Next, let's dockerize the application to ensure consistency between multiple deployments.
Dockerize the Streamlit application
Dockerizing deployments creates a consistent and reproducible environment, ensuring that the application runs the same way on any system. It simplifies dependency management and enhances scalability, making deployments more efficient and reliable. To dockerize, create a Dockerfile
at the root of your project with the following content:
FROM python:3.9 AS builder
WORKDIR /app
RUN python3 -m venv venv
ENV VIRTUAL_ENV=/app/venv
ENV PATH="$VIRTUAL_ENV/bin:$PATH"
COPY requirements.txt .
RUN pip install -r requirements.txt
FROM python:3.9 AS runner
WORKDIR /app
RUN apt-get update && apt-get install -y ffmpeg && rm -rf /var/lib/apt/lists/*
COPY --from=builder /app/venv venv
COPY app.py app.py
ENV VIRTUAL_ENV=/app/venv
ENV PATH="$VIRTUAL_ENV/bin:$PATH"
EXPOSE 8000
CMD ["streamlit", "run", "./app.py", "--server.port", "8000"]
Apart from the usual Dockerfile to deploy Python applications, the following tweaks and additions have been made in this code:
RUN apt-get update && apt-get install -y ffmpeg && rm -rf /var/lib/apt/lists/*
is used to installffmpeg
, and then clean up package lists to reduce image sizeEXPOSE 8000
is used to specify the port on which the Streamlit application will runCMD ["streamlit", "run", "./app.py", "--server.port", "8000"]
is used to define the command to start the Streamlit app on port 8000
With everything configured, let's move on to deploy the application to Koyeb.

Data entries:
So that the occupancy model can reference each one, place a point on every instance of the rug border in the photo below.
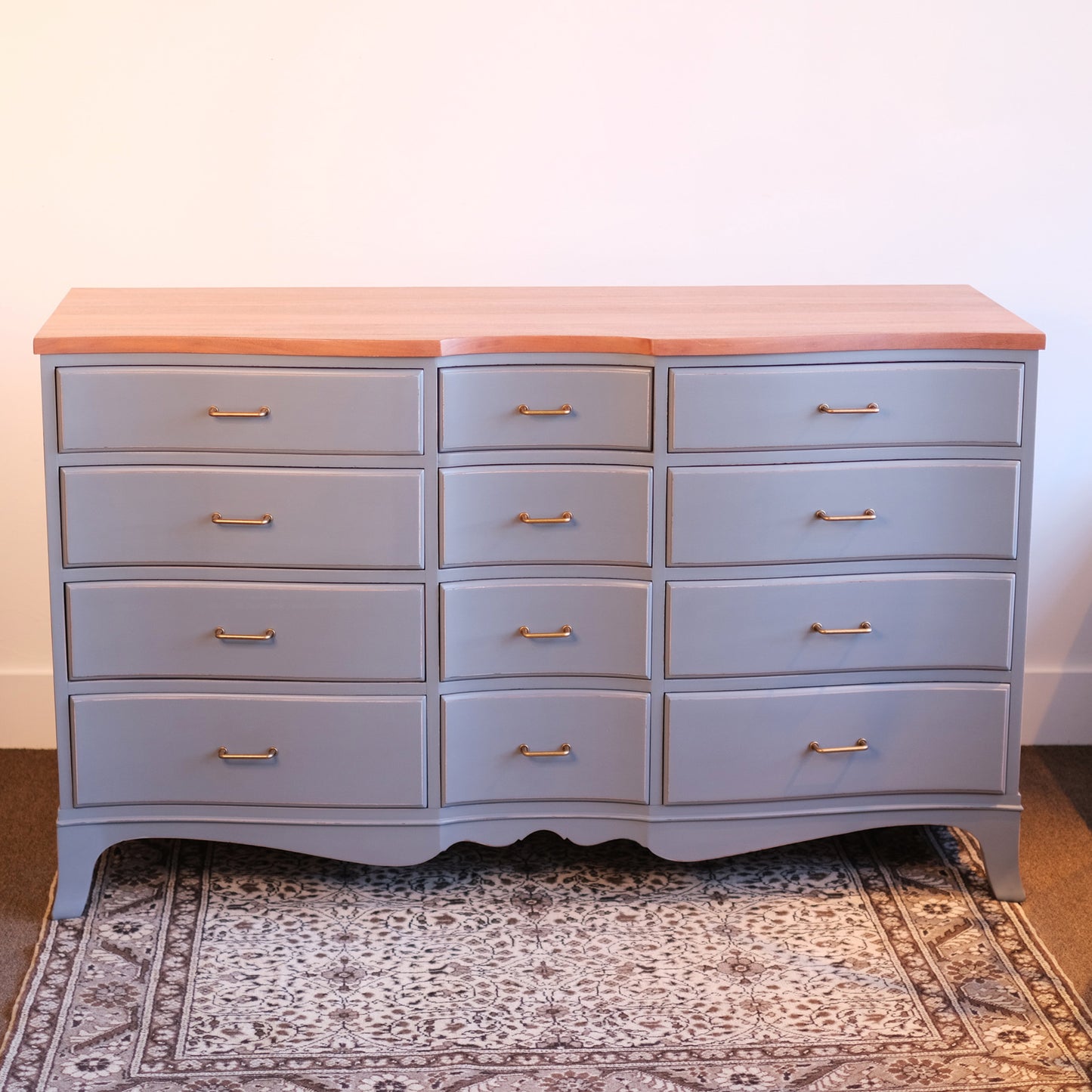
(1019, 917)
(26, 988)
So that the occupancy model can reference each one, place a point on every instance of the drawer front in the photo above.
(765, 627)
(167, 630)
(928, 508)
(608, 407)
(755, 745)
(605, 733)
(770, 407)
(320, 519)
(608, 623)
(608, 509)
(321, 411)
(162, 748)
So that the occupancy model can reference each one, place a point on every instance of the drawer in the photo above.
(927, 508)
(608, 407)
(756, 745)
(316, 410)
(162, 748)
(608, 620)
(319, 519)
(766, 627)
(770, 407)
(167, 630)
(605, 513)
(605, 733)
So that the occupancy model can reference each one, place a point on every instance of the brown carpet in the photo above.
(1056, 858)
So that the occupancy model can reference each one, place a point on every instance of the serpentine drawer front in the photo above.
(842, 511)
(545, 407)
(757, 745)
(323, 749)
(549, 515)
(832, 623)
(216, 630)
(221, 515)
(545, 627)
(368, 572)
(314, 410)
(506, 746)
(890, 404)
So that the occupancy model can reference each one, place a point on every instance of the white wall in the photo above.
(273, 142)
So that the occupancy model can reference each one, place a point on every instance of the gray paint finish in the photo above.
(755, 745)
(608, 733)
(757, 409)
(765, 627)
(125, 409)
(610, 407)
(755, 515)
(321, 519)
(608, 618)
(611, 509)
(166, 630)
(330, 751)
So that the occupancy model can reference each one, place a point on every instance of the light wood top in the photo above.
(431, 322)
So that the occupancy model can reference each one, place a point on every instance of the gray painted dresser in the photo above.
(363, 574)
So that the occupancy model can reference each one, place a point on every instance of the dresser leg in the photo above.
(998, 837)
(78, 849)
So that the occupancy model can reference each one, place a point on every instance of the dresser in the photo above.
(366, 572)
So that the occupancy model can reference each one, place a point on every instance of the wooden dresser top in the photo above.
(432, 322)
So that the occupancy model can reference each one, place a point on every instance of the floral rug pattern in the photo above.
(875, 961)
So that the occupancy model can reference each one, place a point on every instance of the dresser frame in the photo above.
(407, 836)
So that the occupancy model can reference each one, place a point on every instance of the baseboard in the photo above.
(26, 709)
(1057, 707)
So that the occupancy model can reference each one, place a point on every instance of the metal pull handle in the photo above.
(261, 412)
(871, 407)
(564, 631)
(859, 745)
(868, 513)
(564, 518)
(561, 753)
(267, 519)
(863, 628)
(561, 412)
(223, 753)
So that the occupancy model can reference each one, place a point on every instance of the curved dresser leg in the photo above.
(998, 837)
(78, 851)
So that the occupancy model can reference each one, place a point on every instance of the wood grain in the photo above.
(432, 322)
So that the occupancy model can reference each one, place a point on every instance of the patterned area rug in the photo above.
(875, 961)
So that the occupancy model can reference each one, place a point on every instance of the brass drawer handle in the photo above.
(561, 412)
(221, 636)
(223, 753)
(561, 753)
(262, 412)
(868, 513)
(863, 628)
(564, 518)
(267, 519)
(859, 745)
(564, 631)
(871, 407)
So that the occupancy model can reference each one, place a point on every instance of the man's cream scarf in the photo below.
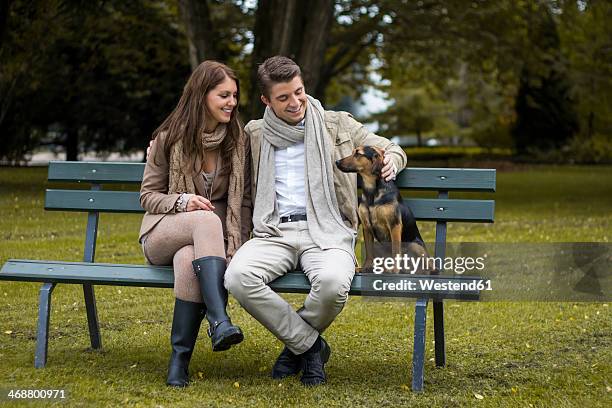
(324, 220)
(180, 182)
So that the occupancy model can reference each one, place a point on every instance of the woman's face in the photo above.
(221, 102)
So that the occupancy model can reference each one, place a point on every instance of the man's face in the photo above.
(288, 100)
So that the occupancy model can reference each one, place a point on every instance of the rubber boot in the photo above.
(185, 327)
(210, 271)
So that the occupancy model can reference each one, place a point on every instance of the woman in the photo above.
(196, 190)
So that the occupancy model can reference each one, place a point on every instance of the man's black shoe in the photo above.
(314, 363)
(287, 364)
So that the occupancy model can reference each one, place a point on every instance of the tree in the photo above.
(545, 110)
(102, 75)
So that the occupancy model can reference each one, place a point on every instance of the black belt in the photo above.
(293, 218)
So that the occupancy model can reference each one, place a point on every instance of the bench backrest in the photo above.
(98, 174)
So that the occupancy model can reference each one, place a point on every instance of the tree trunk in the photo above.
(200, 31)
(4, 10)
(72, 145)
(314, 43)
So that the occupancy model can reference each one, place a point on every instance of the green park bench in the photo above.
(95, 200)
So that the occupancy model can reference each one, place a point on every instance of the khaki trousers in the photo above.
(261, 260)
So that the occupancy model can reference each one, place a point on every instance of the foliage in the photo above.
(507, 352)
(545, 114)
(586, 42)
(102, 77)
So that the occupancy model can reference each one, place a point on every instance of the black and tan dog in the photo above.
(383, 215)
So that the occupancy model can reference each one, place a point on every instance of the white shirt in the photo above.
(290, 179)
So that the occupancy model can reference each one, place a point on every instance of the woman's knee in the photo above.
(186, 285)
(205, 219)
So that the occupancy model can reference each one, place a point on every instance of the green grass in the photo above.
(511, 354)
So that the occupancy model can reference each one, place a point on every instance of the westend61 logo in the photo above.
(419, 264)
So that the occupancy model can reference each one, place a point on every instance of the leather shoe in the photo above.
(314, 364)
(287, 364)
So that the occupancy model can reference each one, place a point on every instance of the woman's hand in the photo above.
(197, 202)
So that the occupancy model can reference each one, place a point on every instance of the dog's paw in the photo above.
(364, 269)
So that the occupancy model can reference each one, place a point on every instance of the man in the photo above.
(305, 214)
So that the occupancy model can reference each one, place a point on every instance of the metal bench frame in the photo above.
(95, 200)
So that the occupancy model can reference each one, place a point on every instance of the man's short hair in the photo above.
(274, 70)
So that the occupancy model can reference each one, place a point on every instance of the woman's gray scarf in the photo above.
(324, 220)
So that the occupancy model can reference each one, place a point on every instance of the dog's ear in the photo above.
(377, 163)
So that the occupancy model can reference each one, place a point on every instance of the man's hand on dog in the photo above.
(388, 171)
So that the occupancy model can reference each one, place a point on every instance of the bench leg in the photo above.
(42, 336)
(438, 307)
(92, 317)
(418, 355)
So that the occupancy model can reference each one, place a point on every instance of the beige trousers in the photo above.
(261, 260)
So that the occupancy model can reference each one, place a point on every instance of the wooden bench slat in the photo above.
(96, 172)
(447, 179)
(411, 178)
(160, 277)
(128, 201)
(90, 200)
(426, 209)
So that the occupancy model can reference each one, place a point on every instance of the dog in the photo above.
(382, 212)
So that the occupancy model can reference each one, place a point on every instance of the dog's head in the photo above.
(365, 160)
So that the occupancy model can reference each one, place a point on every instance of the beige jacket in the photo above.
(347, 134)
(154, 197)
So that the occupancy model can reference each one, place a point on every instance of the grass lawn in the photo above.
(499, 354)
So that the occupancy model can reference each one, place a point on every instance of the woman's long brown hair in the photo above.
(188, 120)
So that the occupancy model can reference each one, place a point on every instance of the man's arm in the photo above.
(394, 154)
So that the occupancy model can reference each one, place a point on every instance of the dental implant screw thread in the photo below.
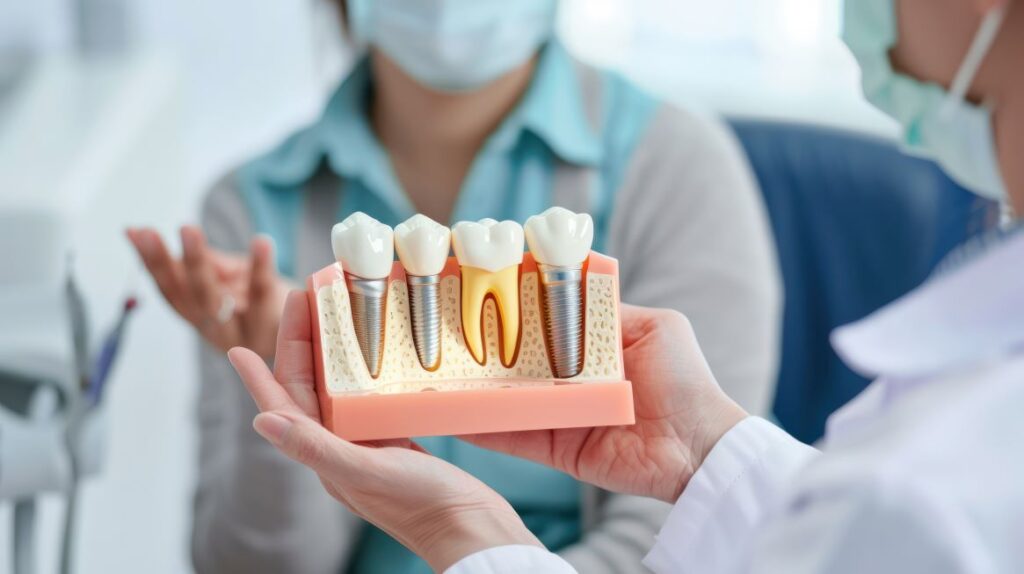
(369, 298)
(425, 306)
(563, 315)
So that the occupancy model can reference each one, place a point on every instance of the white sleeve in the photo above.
(513, 559)
(723, 504)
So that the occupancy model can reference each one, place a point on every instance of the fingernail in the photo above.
(271, 427)
(145, 241)
(188, 241)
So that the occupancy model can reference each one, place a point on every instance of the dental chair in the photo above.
(857, 224)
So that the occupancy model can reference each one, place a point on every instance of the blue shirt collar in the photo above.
(553, 109)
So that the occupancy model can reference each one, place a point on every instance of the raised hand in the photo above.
(231, 300)
(433, 508)
(681, 412)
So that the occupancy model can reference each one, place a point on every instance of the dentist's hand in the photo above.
(434, 509)
(681, 412)
(230, 300)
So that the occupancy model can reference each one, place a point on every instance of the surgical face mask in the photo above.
(454, 45)
(936, 124)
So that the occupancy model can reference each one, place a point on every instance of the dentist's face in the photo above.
(934, 36)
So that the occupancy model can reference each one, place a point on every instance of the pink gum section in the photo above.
(357, 417)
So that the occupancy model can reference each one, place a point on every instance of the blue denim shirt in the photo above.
(510, 178)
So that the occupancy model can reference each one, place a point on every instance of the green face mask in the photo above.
(936, 124)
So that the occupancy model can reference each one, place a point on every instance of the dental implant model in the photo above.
(560, 241)
(423, 247)
(365, 248)
(489, 254)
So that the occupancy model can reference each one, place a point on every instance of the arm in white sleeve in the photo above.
(514, 559)
(880, 525)
(741, 481)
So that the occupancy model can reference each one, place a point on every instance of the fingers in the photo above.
(166, 271)
(268, 394)
(201, 278)
(531, 445)
(308, 443)
(639, 322)
(294, 357)
(263, 274)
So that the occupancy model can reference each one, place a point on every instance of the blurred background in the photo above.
(117, 113)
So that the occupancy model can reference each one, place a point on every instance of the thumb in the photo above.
(308, 443)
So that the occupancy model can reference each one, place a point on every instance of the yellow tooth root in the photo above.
(504, 287)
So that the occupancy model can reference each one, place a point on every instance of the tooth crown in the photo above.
(422, 245)
(364, 246)
(559, 236)
(487, 245)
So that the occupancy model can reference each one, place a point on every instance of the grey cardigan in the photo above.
(690, 232)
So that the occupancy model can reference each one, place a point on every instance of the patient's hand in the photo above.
(231, 300)
(681, 412)
(436, 510)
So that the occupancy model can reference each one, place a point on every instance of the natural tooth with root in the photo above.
(560, 241)
(489, 254)
(365, 248)
(423, 247)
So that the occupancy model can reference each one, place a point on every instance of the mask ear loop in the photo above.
(980, 46)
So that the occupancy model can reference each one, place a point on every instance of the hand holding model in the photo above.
(433, 508)
(231, 300)
(681, 413)
(680, 410)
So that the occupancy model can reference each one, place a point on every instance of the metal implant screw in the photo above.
(425, 307)
(369, 298)
(563, 314)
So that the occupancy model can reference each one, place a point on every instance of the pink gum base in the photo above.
(357, 417)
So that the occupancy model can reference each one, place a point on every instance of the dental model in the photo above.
(423, 249)
(560, 241)
(414, 348)
(365, 248)
(489, 254)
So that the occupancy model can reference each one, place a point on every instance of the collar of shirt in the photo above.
(957, 320)
(552, 109)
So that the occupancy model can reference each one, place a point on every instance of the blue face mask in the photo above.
(936, 124)
(454, 45)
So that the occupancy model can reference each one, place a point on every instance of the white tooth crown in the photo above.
(559, 236)
(487, 244)
(423, 245)
(364, 246)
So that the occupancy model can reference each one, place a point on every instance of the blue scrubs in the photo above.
(510, 178)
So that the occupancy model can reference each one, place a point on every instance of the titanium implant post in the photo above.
(423, 246)
(425, 307)
(369, 300)
(365, 248)
(560, 241)
(561, 289)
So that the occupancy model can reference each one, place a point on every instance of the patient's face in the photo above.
(935, 35)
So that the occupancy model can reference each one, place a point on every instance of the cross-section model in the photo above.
(493, 339)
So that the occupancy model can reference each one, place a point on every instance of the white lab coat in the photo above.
(923, 472)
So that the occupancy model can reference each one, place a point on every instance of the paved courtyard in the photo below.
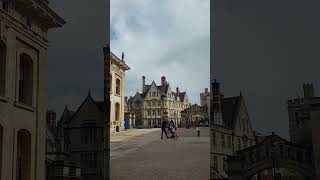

**Task list:**
• 1. Decide whether each statement agrees with the Dockerfile passage. For (a), (b) and (c), answer yes or no and quote the deciding words. (a) The Dockerfile goes at the root of the project. (b) The builder stage starts from a Python 3.11 image. (c) The runner stage installs ffmpeg.
• 2. Using the Dockerfile passage, explain in one to three sentences why the Streamlit application is dockerized.

**Solutions to the problems:**
• 1.
(a) Yes: "at the root of your project with the following content"
(b) No: "FROM python:3.9 AS builder"
(c) Yes: "RUN apt-get update && apt-get install -y ffmpeg && rm -rf /var/lib/apt/lists/*"

• 2. Dockerizing creates a consistent and reproducible environment, so the application runs the same way on any system and stays consistent across multiple deployments. It also simplifies dependency management and enhances scalability, which makes deployments more efficient and reliable.